All of the data below should be written out again exactly.

** INPUT RECORDS follows **

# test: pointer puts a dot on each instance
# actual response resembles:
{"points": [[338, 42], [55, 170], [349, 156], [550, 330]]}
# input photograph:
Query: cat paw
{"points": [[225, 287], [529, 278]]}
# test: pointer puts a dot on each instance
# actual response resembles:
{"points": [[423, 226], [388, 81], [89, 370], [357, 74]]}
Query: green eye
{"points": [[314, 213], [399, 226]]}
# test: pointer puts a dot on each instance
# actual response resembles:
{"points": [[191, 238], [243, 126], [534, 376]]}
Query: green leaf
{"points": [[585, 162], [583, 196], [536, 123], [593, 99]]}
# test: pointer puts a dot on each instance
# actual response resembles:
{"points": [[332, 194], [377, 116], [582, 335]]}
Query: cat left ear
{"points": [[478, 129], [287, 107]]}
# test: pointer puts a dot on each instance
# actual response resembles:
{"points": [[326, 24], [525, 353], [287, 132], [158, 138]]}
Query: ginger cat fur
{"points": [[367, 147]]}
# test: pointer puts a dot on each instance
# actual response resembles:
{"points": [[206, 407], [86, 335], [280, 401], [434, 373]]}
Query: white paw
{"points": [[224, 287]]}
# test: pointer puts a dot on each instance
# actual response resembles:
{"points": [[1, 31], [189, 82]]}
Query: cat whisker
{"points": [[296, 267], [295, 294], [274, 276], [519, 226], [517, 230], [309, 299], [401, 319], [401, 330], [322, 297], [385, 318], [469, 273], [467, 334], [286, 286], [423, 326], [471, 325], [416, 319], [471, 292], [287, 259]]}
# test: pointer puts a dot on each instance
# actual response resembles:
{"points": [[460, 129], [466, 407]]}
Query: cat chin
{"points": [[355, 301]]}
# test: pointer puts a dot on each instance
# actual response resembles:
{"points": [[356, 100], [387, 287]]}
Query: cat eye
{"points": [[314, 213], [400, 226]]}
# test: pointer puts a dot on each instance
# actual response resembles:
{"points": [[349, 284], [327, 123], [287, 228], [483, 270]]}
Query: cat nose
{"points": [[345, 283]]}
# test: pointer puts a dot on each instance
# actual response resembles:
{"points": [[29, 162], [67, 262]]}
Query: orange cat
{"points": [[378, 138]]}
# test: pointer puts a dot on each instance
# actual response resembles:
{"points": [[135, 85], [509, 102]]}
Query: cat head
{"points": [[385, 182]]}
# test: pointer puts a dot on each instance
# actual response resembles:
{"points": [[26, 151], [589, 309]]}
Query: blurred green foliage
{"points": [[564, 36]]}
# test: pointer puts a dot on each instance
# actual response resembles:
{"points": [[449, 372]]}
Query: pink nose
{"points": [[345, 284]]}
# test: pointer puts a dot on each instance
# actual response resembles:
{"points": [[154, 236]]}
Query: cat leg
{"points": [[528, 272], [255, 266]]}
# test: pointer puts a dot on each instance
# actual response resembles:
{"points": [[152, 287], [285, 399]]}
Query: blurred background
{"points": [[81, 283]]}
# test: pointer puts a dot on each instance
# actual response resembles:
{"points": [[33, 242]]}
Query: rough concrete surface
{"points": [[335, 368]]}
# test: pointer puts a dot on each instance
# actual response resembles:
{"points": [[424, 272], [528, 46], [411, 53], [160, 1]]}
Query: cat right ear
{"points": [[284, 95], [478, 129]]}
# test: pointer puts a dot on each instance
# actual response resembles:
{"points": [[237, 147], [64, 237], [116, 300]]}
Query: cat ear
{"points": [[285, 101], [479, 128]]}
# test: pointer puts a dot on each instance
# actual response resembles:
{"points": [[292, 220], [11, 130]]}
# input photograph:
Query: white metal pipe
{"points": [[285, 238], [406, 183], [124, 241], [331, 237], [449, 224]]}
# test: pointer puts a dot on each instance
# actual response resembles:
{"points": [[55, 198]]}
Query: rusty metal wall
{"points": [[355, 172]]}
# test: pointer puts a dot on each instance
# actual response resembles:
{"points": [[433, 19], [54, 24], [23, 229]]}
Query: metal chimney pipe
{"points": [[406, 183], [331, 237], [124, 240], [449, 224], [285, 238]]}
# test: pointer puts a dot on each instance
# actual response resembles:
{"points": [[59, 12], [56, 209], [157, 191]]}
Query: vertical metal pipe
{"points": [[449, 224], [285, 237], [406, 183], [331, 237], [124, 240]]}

** End of INPUT RECORDS **

**RESPONSE TO THE TASK:**
# test: pointer puts a dot on each instance
# actual response resembles:
{"points": [[338, 42], [55, 170], [349, 156], [550, 330]]}
# input photograph:
Query: cat paw
{"points": [[225, 287], [529, 278]]}
# test: pointer puts a dot on each instance
# actual response resembles:
{"points": [[423, 226], [388, 81], [89, 370], [357, 74]]}
Query: green eye
{"points": [[314, 213], [399, 226]]}
# test: pointer puts a dot on each instance
# actual response resembles:
{"points": [[191, 238], [243, 126], [534, 376]]}
Query: green leaf
{"points": [[585, 162], [583, 196], [536, 123], [593, 99]]}
# test: pointer puts a dot on each instance
# actual response resembles:
{"points": [[332, 194], [377, 116], [582, 335]]}
Query: cat left ear
{"points": [[478, 129], [287, 107]]}
# test: pointer puts a dot on each instance
# actual response resembles:
{"points": [[326, 24], [525, 353], [287, 132], [158, 138]]}
Query: ginger cat fur
{"points": [[367, 147]]}
# test: pointer puts a dot on each instance
# actual response resembles:
{"points": [[206, 407], [86, 335], [280, 401], [434, 373]]}
Query: white paw
{"points": [[224, 287]]}
# test: pointer puts a dot on each instance
# actual response resembles:
{"points": [[1, 31], [189, 82]]}
Query: cat whisker
{"points": [[296, 267], [295, 294], [274, 276], [519, 226], [517, 230], [309, 299], [401, 319], [401, 330], [322, 297], [385, 318], [469, 273], [467, 334], [286, 286], [423, 326], [471, 325], [416, 319], [471, 292], [287, 259]]}
# test: pointer puts a dot on each instance
# actual response resembles:
{"points": [[460, 129], [466, 407]]}
Query: cat chin
{"points": [[355, 301]]}
# test: pointer puts a dot on each instance
# actual response resembles:
{"points": [[356, 100], [387, 287]]}
Query: cat eye
{"points": [[314, 213], [400, 226]]}
# test: pointer puts a dot on each instance
# actual response resembles:
{"points": [[349, 284], [327, 123], [287, 228], [483, 270]]}
Query: cat nose
{"points": [[345, 283]]}
# test: pointer puts a dot on each instance
# actual response resembles:
{"points": [[29, 162], [67, 262]]}
Query: orange cat
{"points": [[378, 138]]}
# test: pointer puts a dot on each instance
# actual response resembles:
{"points": [[135, 85], [509, 102]]}
Query: cat head
{"points": [[385, 182]]}
# test: pointer puts a dot on each instance
# actual response resembles:
{"points": [[26, 151], [589, 309]]}
Query: blurred green foliage
{"points": [[564, 36]]}
# test: pointer puts a dot on each instance
# actual response resembles:
{"points": [[449, 372]]}
Query: pink nose
{"points": [[345, 284]]}
# test: pointer puts a dot on each instance
# actual response resembles:
{"points": [[154, 236]]}
Query: cat leg
{"points": [[528, 272], [255, 266]]}
# test: pointer puts a dot on each instance
# actual response resembles:
{"points": [[152, 287], [285, 399]]}
Query: blurred background
{"points": [[81, 283]]}
# test: pointer puts a dot on each instance
# actual response resembles:
{"points": [[33, 242]]}
Query: rough concrete surface
{"points": [[335, 368]]}
# test: pointer puts a dot on each instance
# actual response resembles:
{"points": [[424, 272], [528, 46], [411, 53], [160, 1]]}
Query: cat right ear
{"points": [[284, 95], [478, 129]]}
# test: pointer puts a dot on each instance
# actual response resembles:
{"points": [[237, 147], [64, 237], [116, 300]]}
Query: cat ear
{"points": [[285, 101], [479, 128]]}
# test: pointer puts a dot on each instance
# actual response resembles:
{"points": [[292, 220], [11, 130]]}
# input photograph:
Query: white metal pipe
{"points": [[285, 238], [406, 183], [124, 241], [331, 237], [449, 224]]}
# test: pointer puts a dot on each instance
# actual response resembles:
{"points": [[55, 198]]}
Query: rusty metal wall
{"points": [[355, 172]]}
# test: pointer puts a dot on each instance
# actual response resembles:
{"points": [[433, 19], [54, 24], [23, 229]]}
Query: metal chimney pipe
{"points": [[406, 183], [331, 237], [124, 240], [449, 224], [285, 238]]}
# test: pointer puts a dot on each instance
# actual response resembles:
{"points": [[59, 12], [56, 209], [157, 191]]}
Query: vertical metal pipe
{"points": [[449, 224], [285, 237], [406, 183], [331, 237], [124, 240]]}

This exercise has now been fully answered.